# SUPPLIED TEXT:
◇ ◇ ◇ ◇ ◇ ◇ ◇

To test the sensitivity of the location of the first 150 effective observing sites to changes in the stationary basic state, we have also computed the first 150 effective observing sites for a stationary basic state corresponding to a Northern Hemisphere blocking event. Figure 9 shows the results of these calculations. Comparison of Fig. 9b with Fig. 7c reveals that the two sets of 150 effective observing sites have many sites in common. Unsurprisingly, the largest differences between site locations tend to maximize in regions where the differences between the two basic-state flows are maximized (cf. Fig. 9a with Fig. 1).

This effective network design algorithm allows for the possibility of taking two (or more) independent observations at the same site. However, in the calculations performed to construct Figs. 7–9, the algorithm never selected the same site more than once.

It is also possible to examine the impact of adding one observation to a fixed observing network as a function of the location of that observation. Figure 10 shows the percent global forecast error variance reduction obtained by adding one column observation to a fixed land-based observing system (column observations at every land grid point between 70°S and 70°N), as a function of the location of the additional observation. The results indicate that a reduction in global forecast error variance of over 4% is obtainable through an optimal placement of one additional column observation in either the South or North Pacific.

◇ ◇ ◇ ◇ ◇ ◇ ◇

# AVAILABLE DATA:

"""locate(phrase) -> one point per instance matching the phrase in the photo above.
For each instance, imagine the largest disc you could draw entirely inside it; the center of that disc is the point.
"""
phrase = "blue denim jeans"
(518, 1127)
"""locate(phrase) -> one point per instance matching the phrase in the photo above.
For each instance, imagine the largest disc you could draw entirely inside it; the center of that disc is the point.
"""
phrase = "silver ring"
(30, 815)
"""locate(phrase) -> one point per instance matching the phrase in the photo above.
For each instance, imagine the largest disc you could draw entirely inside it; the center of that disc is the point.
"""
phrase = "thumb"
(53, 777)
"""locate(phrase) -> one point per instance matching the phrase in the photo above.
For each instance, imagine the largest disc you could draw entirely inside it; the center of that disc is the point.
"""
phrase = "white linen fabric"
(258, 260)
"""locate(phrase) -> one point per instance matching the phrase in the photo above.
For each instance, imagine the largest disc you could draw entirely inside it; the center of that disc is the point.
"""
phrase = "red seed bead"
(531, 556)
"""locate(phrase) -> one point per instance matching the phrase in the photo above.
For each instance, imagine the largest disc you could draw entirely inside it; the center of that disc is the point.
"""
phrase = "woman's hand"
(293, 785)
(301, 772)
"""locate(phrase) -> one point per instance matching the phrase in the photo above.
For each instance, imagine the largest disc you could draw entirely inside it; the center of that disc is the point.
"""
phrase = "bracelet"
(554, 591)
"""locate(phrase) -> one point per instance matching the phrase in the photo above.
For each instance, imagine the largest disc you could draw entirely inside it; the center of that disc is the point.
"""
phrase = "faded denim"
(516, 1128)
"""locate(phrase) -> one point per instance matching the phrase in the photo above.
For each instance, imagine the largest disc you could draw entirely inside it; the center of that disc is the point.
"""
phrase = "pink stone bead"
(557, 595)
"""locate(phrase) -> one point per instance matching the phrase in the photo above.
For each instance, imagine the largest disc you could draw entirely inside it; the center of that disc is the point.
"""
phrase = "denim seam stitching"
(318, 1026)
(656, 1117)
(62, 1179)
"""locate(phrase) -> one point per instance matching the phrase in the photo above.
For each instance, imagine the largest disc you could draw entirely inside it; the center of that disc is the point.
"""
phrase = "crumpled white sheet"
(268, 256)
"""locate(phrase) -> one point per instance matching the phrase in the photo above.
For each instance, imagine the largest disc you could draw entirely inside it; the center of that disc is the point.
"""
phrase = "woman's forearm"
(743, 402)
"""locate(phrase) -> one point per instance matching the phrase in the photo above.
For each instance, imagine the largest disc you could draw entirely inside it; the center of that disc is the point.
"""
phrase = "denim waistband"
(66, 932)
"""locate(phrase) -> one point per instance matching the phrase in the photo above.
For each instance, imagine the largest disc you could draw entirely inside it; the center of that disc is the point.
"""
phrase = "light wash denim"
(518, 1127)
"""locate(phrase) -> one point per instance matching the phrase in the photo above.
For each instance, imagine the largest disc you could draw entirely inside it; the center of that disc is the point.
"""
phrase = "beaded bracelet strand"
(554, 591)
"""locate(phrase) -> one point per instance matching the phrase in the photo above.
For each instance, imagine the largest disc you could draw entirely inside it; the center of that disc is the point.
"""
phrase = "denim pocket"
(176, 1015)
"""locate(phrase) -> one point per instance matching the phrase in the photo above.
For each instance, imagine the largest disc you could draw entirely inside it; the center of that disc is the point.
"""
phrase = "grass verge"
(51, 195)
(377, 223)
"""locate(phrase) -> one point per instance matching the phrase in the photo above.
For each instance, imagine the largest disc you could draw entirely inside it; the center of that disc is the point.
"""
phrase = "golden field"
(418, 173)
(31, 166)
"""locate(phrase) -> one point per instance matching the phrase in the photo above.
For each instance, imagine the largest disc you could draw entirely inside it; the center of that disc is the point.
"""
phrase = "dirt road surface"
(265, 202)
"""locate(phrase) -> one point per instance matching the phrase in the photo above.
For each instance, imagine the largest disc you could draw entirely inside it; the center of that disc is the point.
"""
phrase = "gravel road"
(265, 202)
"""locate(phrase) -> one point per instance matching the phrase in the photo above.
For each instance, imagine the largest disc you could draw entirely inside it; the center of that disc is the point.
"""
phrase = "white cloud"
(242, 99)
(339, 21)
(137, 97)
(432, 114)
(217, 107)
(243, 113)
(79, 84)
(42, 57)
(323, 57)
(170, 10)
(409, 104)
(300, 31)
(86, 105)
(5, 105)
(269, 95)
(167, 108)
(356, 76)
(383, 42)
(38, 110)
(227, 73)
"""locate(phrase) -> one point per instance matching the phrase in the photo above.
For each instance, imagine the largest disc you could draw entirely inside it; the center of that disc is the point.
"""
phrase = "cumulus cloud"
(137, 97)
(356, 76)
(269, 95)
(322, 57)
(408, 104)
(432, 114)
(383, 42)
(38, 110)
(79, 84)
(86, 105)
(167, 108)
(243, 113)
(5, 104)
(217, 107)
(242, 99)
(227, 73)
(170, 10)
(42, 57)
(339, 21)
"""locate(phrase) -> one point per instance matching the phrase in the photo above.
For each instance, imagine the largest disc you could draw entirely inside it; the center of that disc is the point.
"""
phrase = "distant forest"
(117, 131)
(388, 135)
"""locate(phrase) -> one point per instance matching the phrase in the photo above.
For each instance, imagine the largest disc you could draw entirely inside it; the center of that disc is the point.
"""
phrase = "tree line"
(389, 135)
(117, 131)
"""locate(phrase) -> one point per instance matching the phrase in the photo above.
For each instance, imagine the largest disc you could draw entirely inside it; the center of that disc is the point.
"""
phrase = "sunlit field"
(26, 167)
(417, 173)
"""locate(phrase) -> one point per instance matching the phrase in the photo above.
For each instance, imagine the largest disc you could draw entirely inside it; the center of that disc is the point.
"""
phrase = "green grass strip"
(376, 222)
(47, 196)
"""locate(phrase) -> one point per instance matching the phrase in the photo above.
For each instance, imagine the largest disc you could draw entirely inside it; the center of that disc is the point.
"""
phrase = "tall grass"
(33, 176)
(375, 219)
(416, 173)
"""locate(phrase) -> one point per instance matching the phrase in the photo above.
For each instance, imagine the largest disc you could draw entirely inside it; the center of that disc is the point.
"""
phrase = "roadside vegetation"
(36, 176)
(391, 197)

◇ ◇ ◇ ◇ ◇ ◇ ◇

# TASKS AND EXERCISES:
1. Reproduce the stretch of the observing-site passage from "To test the" through "with Fig. 1)." word for word.
2. Give only the number of lines in the records that contain the string "field", counting case-sensitively.

# ANSWERS FOR THIS EXERCISE:
1.
To test the sensitivity of the location of the first 150 effective observing sites to changes in the stationary basic state, we have also computed the first 150 effective observing sites for a stationary basic state corresponding to a Northern Hemisphere blocking event. Figure 9 shows the results of these calculations. Comparison of Fig. 9b with Fig. 7c reveals that the two sets of 150 effective observing sites have many sites in common. Unsurprisingly, the largest differences between site locations tend to maximize in regions where the differences between the two basic-state flows are maximized (cf. Fig. 9a with Fig. 1).

2. 2